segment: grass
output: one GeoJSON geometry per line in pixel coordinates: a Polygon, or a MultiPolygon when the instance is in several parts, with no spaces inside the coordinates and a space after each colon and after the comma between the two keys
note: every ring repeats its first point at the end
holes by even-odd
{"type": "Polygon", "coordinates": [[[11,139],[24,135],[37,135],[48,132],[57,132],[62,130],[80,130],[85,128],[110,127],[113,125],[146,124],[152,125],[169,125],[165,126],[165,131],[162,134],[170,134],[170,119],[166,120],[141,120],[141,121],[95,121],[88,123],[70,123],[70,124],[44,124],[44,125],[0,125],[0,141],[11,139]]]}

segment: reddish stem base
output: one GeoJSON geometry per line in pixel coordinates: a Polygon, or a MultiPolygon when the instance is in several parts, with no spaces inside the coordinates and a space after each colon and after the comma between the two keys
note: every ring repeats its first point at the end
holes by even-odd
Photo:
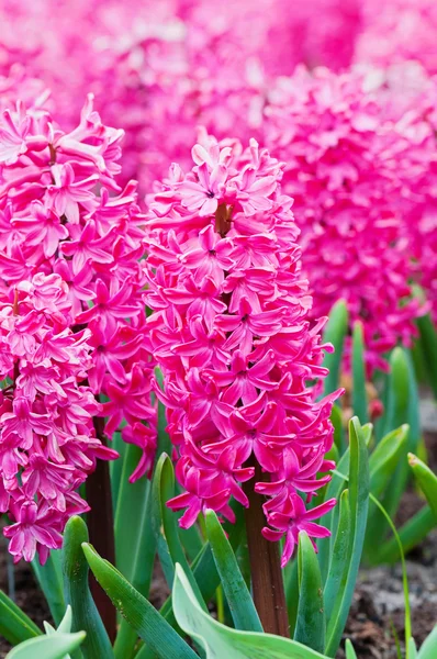
{"type": "MultiPolygon", "coordinates": [[[[255,481],[264,480],[260,467],[256,466],[255,481]]],[[[251,587],[255,606],[264,630],[290,638],[285,592],[277,543],[270,543],[261,534],[266,526],[262,512],[264,496],[254,492],[254,481],[245,487],[249,499],[246,510],[246,533],[249,549],[251,587]]]]}

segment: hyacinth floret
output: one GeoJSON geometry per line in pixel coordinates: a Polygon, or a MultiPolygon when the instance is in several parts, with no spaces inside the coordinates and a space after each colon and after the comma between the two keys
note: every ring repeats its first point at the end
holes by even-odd
{"type": "Polygon", "coordinates": [[[183,527],[205,509],[233,521],[231,498],[247,506],[255,488],[267,496],[264,534],[287,538],[285,565],[300,529],[327,534],[313,520],[335,503],[305,512],[334,467],[325,454],[339,392],[317,400],[309,384],[327,372],[326,319],[309,320],[283,164],[255,139],[244,149],[205,132],[192,158],[147,200],[149,342],[184,490],[168,505],[184,510],[183,527]]]}
{"type": "MultiPolygon", "coordinates": [[[[68,328],[78,335],[89,331],[87,382],[94,395],[105,396],[96,407],[107,417],[103,433],[111,439],[121,432],[142,449],[141,467],[131,476],[135,480],[150,473],[156,411],[138,263],[144,216],[136,182],[124,188],[117,182],[122,138],[123,131],[102,123],[92,94],[69,132],[36,103],[18,101],[4,110],[0,291],[8,298],[43,275],[64,282],[68,328]]],[[[49,300],[35,295],[36,309],[45,309],[49,300]]]]}
{"type": "Polygon", "coordinates": [[[89,330],[72,332],[68,287],[37,273],[0,300],[0,510],[16,562],[45,562],[71,515],[89,510],[77,490],[97,459],[117,453],[96,436],[101,411],[87,376],[89,330]]]}

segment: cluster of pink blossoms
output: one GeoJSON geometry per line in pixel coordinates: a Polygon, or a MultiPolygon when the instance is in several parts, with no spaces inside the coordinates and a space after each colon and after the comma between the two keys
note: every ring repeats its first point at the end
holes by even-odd
{"type": "Polygon", "coordinates": [[[86,512],[77,489],[96,460],[117,454],[96,437],[100,412],[85,382],[89,330],[69,327],[71,301],[58,275],[35,275],[0,301],[0,512],[19,561],[45,562],[71,515],[86,512]]]}
{"type": "Polygon", "coordinates": [[[71,302],[70,327],[89,328],[87,377],[104,395],[104,434],[122,432],[143,457],[131,479],[148,473],[156,448],[152,365],[145,348],[144,216],[136,183],[121,189],[123,131],[101,123],[90,96],[79,125],[65,133],[23,104],[0,119],[0,290],[35,273],[56,273],[71,302]],[[124,427],[121,429],[121,425],[124,427]]]}
{"type": "Polygon", "coordinates": [[[265,536],[287,538],[285,565],[299,530],[328,534],[313,520],[335,504],[306,511],[301,498],[334,466],[325,454],[339,392],[316,401],[307,384],[326,375],[325,319],[309,320],[283,165],[255,139],[246,150],[205,133],[200,142],[192,170],[173,165],[148,199],[149,340],[186,490],[169,506],[186,509],[183,527],[208,507],[233,520],[231,496],[247,506],[255,487],[267,496],[265,536]]]}
{"type": "Polygon", "coordinates": [[[355,62],[388,67],[419,62],[437,74],[437,4],[434,0],[365,0],[355,62]]]}
{"type": "Polygon", "coordinates": [[[419,304],[403,226],[411,204],[402,177],[412,144],[365,91],[366,76],[298,68],[270,93],[265,143],[285,163],[283,190],[295,201],[312,317],[344,299],[365,327],[369,375],[384,354],[411,345],[419,304]]]}
{"type": "Polygon", "coordinates": [[[44,80],[68,129],[93,92],[126,132],[124,175],[147,190],[189,165],[198,123],[247,138],[274,76],[347,66],[361,16],[359,0],[4,0],[0,23],[0,74],[18,63],[44,80]]]}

━━━━

**Job**. Rescale the entries from the line with "segment: cluster of pink blossoms" up to and including the last line of the entries: write every line out again, requests included, with each pixel coordinate in the answers multiplied by 2.05 and rounded to a whole number, halves up. Give only those lines.

**Task answer**.
segment: cluster of pink blossoms
output: one GeoJSON geometry per line in pixel coordinates: a Polygon, or a MultiPolygon when the instance is in several parts, with no spaces inside the coordinates and a space after each colon and after the comma between the two keys
note: every ring repeats its first point at the end
holes by even-odd
{"type": "Polygon", "coordinates": [[[176,1050],[158,1002],[197,943],[240,931],[197,896],[205,845],[174,783],[182,677],[141,670],[146,617],[119,564],[72,564],[0,617],[0,1050],[39,1150],[92,1152],[146,1056],[176,1050]]]}
{"type": "Polygon", "coordinates": [[[146,619],[144,670],[182,672],[178,773],[213,810],[213,890],[250,886],[293,937],[269,982],[303,970],[320,918],[312,748],[297,713],[295,443],[279,375],[248,387],[252,269],[207,252],[185,197],[162,256],[133,273],[47,213],[0,244],[0,595],[72,560],[115,560],[146,619]],[[254,875],[248,879],[248,871],[254,875]]]}
{"type": "Polygon", "coordinates": [[[543,1099],[588,1103],[584,1158],[613,1087],[672,1095],[642,1066],[687,1033],[627,1048],[617,1021],[685,955],[666,931],[695,804],[648,822],[629,787],[668,769],[666,654],[633,656],[580,338],[523,285],[504,308],[420,273],[410,291],[394,349],[355,338],[303,408],[305,697],[381,1005],[346,1037],[381,1043],[375,1080],[426,1039],[478,1066],[474,1017],[506,1037],[523,998],[547,1017],[543,1099]]]}
{"type": "Polygon", "coordinates": [[[728,127],[795,137],[859,127],[896,152],[896,8],[890,0],[748,0],[728,127]]]}
{"type": "Polygon", "coordinates": [[[859,623],[826,463],[843,418],[824,363],[845,295],[748,187],[750,156],[611,139],[554,191],[543,293],[584,334],[580,390],[605,412],[640,650],[705,613],[748,670],[756,769],[787,726],[843,707],[859,623]]]}
{"type": "Polygon", "coordinates": [[[90,164],[139,264],[191,189],[258,271],[254,359],[301,390],[387,338],[406,252],[506,283],[562,156],[711,135],[740,33],[736,0],[8,0],[0,47],[0,152],[37,129],[90,164]]]}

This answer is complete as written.